_EXTRAIT DU DOCUMENT_:
* * * *

Un bond conservateur dans les sondages, une inflation qui n’en finit plus de donner des maux de tête aux libéraux et une grande visite qui vire au cauchemar. Les vacances des députés arrivent à grands pas, et il s’en trouvera probablement peu pour se plaindre de ces six semaines loin d’Ottawa. Bilan d’un automne chargé.

Sondages

La dégringolade des libéraux dans les sondages a commencé en juillet, alors que Pierre Poilievre laissait tomber les lunettes de vue pour les remplacer par des Ray-Ban et qu’il sillonnait le pays pour taper sur le clou de la crise du logement. « Si, au retour de Noël, l’avance conservatrice de 14, 15 points de pourcentage devient la norme, attention », prévient Philippe J. Fournier, créateur de l’agrégateur de sondages 338 Canada. Attention à quoi ? « Justin Trudeau a beau répéter qu’il veut se représenter, ultimement, ce n’est pas son call. Ce n’est pas vrai qu’un gouvernement peut diriger pendant deux ans quand les taux d’insatisfaction sont tellement élevés », argue-t-il.

Meta

Depuis quelques mois, les utilisateurs de Facebook et d’Instagram ont accès à une variété de vidéos de chats sur leur fil. Le contenu d’actualité canadien, quant à lui, a disparu des plateformes de Meta : ulcéré par l’adoption de la Loi sur les nouvelles en ligne (projet de loi C-18), le géant du web a bloqué l’accès à ce contenu. « Déraisonnable, irresponsable », a pesté le ministre Pablo Rodriguez, responsable du dossier à l’époque, en annonçant un gel des achats de publicités gouvernementales sur ces réseaux sociaux. La loi n’est pas encore en vigueur ; elle le sera le 19 décembre.

Remaniement

PHOTO ADRIAN WYLD, ARCHIVES LA PRESSE CANADIENNE

Conférence de presse de Justin Trudeau après le remaniement ministériel de juillet

Les deux tiers des ministres ont changé de portefeuille. D’autres, comme David Lametti, Marco Mendicino et Mona Fortier, en ont été dépossédés. Et environ une demi-douzaine, dont Soraya Martinez Ferrada, ont fait leur entrée au Saint des Saints. C’était le 26 juillet, en plein cœur de l’été. « En termes de visibilité, faire un remaniement au mois de juillet, c’est peut-être un coup d’épée dans l’eau », estime le politologue Thierry Giasson, de l’Université Laval. L’opération rebrassage de cartes a échoué, selon lui : « Il y a une usure du pouvoir ; les gens commencent à vouloir autre chose. »

* * * *

_CONSIGNES_:
1/ D'après l'extrait sur l'automne politique à Ottawa, à quelle date le remaniement ministériel a-t-il eu lieu ?
2/ Reprenez l'extrait sur l'automne politique à Ottawa après sa dernière phrase.
Les entrées n'ont aucun lien avec l'extrait sur l'automne politique à Ottawa.

* * * *

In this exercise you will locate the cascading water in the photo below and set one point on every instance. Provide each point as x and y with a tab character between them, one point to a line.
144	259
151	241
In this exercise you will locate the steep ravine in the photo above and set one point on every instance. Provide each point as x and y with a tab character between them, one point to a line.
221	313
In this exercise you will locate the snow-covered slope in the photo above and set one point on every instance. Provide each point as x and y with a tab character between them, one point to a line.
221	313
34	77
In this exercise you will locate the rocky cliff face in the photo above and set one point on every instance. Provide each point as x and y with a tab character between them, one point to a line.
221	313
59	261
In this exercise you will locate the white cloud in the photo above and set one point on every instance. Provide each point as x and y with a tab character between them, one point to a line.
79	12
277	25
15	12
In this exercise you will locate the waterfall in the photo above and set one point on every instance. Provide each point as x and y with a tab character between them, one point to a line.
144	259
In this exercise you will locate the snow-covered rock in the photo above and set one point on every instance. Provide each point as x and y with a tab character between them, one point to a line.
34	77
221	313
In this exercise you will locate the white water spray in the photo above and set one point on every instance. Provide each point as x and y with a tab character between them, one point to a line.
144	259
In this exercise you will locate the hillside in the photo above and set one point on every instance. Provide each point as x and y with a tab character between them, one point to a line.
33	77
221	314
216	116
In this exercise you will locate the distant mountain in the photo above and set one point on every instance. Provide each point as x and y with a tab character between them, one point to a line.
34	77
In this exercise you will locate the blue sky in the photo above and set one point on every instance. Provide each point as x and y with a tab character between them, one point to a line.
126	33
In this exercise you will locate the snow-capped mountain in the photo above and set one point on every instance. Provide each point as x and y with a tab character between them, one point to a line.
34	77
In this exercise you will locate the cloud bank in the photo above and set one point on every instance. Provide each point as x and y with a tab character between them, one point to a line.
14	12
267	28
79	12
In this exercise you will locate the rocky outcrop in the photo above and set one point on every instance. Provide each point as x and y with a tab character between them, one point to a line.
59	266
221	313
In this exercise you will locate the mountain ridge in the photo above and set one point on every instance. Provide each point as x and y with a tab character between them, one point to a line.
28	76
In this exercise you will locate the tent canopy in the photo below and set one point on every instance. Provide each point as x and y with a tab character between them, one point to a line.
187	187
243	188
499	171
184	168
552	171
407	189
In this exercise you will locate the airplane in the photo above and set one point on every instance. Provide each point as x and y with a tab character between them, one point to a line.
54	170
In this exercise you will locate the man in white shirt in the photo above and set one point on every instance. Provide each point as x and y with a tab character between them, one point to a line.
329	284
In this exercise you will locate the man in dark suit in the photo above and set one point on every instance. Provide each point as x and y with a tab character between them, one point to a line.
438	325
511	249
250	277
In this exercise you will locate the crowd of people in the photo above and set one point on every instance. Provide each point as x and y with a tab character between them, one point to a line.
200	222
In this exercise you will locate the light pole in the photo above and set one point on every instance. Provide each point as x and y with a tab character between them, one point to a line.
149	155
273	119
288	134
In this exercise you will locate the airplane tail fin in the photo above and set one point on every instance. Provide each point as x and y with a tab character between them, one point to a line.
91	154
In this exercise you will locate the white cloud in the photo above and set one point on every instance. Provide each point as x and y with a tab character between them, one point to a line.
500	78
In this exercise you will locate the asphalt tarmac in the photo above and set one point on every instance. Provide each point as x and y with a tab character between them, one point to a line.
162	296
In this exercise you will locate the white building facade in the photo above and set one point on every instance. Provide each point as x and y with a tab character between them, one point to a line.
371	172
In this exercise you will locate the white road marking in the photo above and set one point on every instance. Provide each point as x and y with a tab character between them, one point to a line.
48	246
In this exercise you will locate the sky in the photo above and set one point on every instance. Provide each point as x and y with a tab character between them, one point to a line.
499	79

* * * *

_RÉPONSES SUCCESSIVES_:
1/ Le 26 juillet.

2/
Épicerie

On a eu l’impression d’assister à un défilé de suspects : l’un après l’autre, les patrons des cinq grandes chaînes d’alimentation sont passés devant les journalistes agglutinés dans le lobby d’un édifice d’Ottawa. Ils avaient été convoqués par le ministre François-Philippe Champagne pour faire le point sur le coût du panier d’épicerie. « On a eu un bel exercice de relations publiques », selon Geneviève Tellier, professeure à l’Université d’Ottawa. Mais sur le fond, l’épicerie « illustre le problème auquel le gouvernement est confronté dans plein de dossiers : ce n’est pas sa faute s’il y a de l’inflation, mais les gens veulent une action », dit-elle.

Zelensky

PHOTO SEAN KILPATRICK, ARCHIVES LA PRESSE CANADIENNE

Le président ukrainien, Volodymyr Zelensky, serrant la main d’Anthony Rota, alors président de la Chambre, lors de la visite du dirigeant au Canada, en septembre

La visite du président ukrainien, Volodymyr Zelensky, promettait d’être un moment marquant de la session d’automne au Parlement. Pour l’être, elle l’a été – mais pas pour les bonnes raisons. « Le président de l’Ukraine et le premier ministre du Canada saluent un ancien membre de l’infâme 14e Division SS », a écrit RT, un média d’État du Kremlin. La présence de Yaroslav Hunka au discours de Volodymyr Zelensky, qui a redonné de la vigueur à la machine de propagande russe, a coûté à Anthony Rota son poste de président de la Chambre. Le « scandale Yaroslav Hunka », lui, a désormais sa page Wikipédia.

Modi

PHOTO DARRYL DYCK, ARCHIVES LA PRESSE CANADIENNE

Photo du militant sikh Hardeep Singh Nijjar affichée à l’extérieur du temple qu’il dirigeait, à Surrey, en Colombie-Britannique

« On n’avait comme pas le choix de protéger nos gens et de les retirer », a affirmé en entrevue Justin Trudeau en parlant du retrait de 41 diplomates canadiens que l’Inde menaçait de dépouiller de leur immunité. Il s’agit de l’une des sanctions imposées au Canada par le gouvernement indien après que le premier ministre eut allégué que New Delhi aurait commandité l’exécution du militant sikh Hardeep Singh Nijjar. L’affaire a pris une nouvelle tournure, fin novembre, quand les États-Unis ont publié l’acte d’accusation dans lequel le gouvernement Modi est accusé d’avoir ourdi un complot pour assassiner un leader sikh.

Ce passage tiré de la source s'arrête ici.